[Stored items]
#####

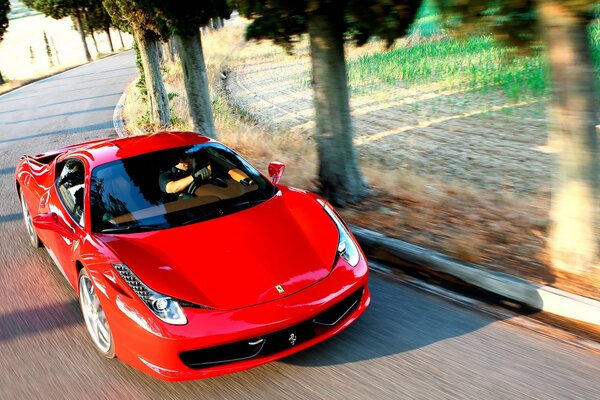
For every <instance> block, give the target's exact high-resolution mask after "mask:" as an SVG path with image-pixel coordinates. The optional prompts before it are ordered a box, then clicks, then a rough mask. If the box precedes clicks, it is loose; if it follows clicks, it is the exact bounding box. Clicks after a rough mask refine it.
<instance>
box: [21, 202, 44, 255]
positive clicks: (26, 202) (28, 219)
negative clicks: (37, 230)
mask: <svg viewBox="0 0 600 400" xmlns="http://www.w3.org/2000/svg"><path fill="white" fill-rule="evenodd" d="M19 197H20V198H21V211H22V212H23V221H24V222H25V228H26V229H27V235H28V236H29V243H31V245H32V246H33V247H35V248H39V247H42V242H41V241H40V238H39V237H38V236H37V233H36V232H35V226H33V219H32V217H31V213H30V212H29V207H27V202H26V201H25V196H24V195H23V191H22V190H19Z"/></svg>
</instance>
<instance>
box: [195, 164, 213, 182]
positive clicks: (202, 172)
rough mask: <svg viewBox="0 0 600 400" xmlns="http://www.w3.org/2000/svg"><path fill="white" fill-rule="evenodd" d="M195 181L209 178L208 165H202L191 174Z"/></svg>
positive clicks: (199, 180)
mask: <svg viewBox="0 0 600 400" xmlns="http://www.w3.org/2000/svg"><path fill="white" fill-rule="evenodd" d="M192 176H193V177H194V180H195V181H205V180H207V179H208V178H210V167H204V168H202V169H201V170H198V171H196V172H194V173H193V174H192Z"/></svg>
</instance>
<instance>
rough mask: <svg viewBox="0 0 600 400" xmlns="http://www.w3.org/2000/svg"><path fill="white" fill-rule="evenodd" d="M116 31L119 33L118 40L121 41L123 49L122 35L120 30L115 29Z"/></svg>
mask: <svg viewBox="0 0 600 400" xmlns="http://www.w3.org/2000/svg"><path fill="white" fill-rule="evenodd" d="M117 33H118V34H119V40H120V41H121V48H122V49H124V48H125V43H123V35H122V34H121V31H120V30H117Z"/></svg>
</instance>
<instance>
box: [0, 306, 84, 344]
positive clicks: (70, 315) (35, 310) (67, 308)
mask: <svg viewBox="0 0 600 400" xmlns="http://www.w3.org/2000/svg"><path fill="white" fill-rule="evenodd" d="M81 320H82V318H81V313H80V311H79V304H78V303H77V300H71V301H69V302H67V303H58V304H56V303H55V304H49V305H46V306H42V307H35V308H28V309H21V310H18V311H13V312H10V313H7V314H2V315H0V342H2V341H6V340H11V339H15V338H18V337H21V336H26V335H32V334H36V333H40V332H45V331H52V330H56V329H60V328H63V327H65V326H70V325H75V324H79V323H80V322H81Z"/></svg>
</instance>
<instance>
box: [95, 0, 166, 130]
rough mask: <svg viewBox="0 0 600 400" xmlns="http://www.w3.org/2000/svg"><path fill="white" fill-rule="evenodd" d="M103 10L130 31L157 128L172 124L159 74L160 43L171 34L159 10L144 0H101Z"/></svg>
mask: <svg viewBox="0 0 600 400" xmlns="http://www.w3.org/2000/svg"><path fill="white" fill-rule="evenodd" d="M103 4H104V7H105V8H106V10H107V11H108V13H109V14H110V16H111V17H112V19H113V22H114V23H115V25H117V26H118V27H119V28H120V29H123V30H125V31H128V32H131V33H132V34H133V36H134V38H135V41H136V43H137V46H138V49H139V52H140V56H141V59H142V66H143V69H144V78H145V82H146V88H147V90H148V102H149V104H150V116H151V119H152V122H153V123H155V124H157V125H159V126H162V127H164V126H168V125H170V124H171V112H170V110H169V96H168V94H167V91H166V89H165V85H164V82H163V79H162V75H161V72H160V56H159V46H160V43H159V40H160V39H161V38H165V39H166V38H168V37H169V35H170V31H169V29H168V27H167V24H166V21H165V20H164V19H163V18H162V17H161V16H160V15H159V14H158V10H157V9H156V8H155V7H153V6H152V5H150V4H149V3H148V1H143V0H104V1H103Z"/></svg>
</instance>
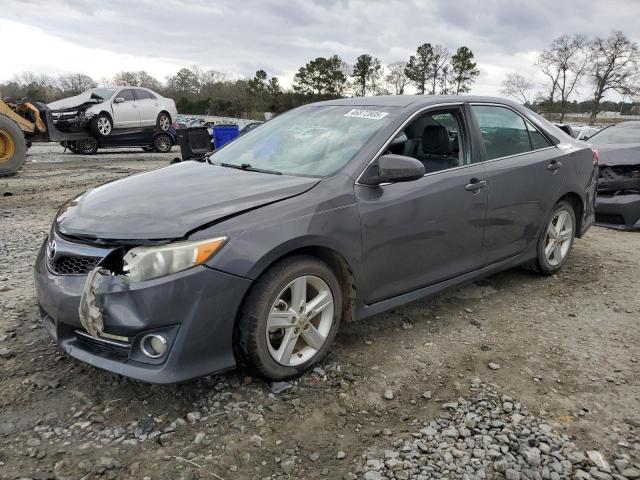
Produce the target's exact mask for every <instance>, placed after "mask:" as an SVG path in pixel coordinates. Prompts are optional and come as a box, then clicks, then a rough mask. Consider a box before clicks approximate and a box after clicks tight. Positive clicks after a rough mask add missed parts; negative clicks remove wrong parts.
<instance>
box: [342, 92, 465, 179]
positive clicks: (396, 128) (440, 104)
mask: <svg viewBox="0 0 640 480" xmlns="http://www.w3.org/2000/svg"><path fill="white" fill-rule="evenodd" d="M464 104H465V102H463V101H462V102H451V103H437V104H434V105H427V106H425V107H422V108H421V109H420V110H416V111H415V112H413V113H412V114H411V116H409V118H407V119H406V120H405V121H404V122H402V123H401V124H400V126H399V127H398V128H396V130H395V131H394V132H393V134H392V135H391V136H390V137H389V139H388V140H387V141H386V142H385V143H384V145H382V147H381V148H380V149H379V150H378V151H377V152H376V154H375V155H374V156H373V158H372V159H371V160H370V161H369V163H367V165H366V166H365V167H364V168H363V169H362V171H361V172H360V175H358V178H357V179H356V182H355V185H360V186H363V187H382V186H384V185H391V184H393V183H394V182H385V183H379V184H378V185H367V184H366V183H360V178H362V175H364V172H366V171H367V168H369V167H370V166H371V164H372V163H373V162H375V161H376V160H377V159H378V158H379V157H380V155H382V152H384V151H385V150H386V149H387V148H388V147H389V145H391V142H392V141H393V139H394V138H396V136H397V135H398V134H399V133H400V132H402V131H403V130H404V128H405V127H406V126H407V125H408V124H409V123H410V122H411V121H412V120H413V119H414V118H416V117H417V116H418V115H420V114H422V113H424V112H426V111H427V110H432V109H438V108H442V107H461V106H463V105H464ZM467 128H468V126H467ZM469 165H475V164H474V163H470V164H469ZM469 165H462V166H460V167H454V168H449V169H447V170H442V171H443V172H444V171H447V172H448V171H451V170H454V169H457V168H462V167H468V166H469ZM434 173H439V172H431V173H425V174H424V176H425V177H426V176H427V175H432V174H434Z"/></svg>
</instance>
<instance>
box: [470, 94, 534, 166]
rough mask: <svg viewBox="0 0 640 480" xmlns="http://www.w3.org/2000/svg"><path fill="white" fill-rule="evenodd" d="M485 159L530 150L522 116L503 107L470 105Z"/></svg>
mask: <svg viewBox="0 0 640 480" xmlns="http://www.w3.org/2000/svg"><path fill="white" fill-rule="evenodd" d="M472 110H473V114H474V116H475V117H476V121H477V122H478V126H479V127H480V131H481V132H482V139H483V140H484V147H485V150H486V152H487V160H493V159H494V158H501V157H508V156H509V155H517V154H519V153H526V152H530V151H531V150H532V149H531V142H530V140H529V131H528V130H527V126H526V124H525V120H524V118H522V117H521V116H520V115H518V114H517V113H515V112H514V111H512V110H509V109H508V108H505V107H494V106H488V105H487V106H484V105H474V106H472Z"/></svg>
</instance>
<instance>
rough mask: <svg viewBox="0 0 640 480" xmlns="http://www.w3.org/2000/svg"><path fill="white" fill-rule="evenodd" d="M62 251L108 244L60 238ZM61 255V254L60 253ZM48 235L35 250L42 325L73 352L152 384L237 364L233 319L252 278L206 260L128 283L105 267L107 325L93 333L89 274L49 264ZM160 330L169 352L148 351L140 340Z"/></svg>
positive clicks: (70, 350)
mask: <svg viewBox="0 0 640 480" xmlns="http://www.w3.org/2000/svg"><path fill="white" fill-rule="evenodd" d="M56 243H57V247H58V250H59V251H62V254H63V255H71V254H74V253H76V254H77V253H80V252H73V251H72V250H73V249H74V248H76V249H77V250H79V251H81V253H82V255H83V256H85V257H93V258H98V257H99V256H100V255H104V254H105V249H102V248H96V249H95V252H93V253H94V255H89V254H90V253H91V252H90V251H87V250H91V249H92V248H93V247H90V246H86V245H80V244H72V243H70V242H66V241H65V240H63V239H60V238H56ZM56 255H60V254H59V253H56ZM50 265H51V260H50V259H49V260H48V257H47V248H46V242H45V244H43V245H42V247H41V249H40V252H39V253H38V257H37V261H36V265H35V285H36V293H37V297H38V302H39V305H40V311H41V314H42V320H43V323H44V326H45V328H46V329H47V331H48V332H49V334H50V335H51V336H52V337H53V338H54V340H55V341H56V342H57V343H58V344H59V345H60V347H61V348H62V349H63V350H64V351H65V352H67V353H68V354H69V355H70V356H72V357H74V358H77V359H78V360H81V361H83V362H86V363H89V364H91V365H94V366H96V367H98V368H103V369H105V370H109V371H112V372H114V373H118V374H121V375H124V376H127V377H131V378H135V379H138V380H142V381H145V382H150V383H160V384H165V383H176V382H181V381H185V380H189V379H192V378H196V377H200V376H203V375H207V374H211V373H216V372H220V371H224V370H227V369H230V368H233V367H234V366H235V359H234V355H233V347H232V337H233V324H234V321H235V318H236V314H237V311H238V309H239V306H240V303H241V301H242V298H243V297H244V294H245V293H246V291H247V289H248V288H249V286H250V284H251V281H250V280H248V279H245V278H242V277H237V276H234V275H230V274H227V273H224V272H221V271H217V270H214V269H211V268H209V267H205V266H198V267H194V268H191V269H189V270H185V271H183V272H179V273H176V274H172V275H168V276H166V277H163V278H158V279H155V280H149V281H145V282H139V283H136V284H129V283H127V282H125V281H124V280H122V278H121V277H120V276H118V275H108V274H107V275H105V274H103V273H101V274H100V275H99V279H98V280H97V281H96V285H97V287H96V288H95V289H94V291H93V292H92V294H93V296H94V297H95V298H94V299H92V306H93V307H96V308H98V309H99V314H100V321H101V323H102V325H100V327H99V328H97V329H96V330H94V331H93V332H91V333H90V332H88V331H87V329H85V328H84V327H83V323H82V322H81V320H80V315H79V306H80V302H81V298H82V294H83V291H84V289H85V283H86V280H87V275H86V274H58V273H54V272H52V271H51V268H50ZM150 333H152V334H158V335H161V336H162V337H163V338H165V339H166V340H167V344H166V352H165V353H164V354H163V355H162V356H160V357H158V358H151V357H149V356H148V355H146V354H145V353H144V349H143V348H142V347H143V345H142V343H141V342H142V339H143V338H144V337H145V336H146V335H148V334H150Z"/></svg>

#####

Recast the material from its first line up to and including the line with "negative clicks: (37, 230)" as a Markdown table with the columns Row and Line, one numbered row per line. Omit blank lines and leave the pictures out.

▶ [Written answer]
| Row | Line |
|---|---|
| 1 | For every <instance> block, give the target's exact high-resolution mask after "mask:" as an SVG path with image-pixel coordinates. The optional prompts before it are ordered a box, then clicks, then a rough mask. If the box precedes clicks, it is loose; if it follows clicks, it is the exact bounding box. Clicks after a rough mask refine it. |
| 2 | <instance> |
| 3 | box: [21, 202, 44, 255] |
| 4 | positive clicks: (26, 202) (28, 219) |
| 5 | negative clicks: (37, 230) |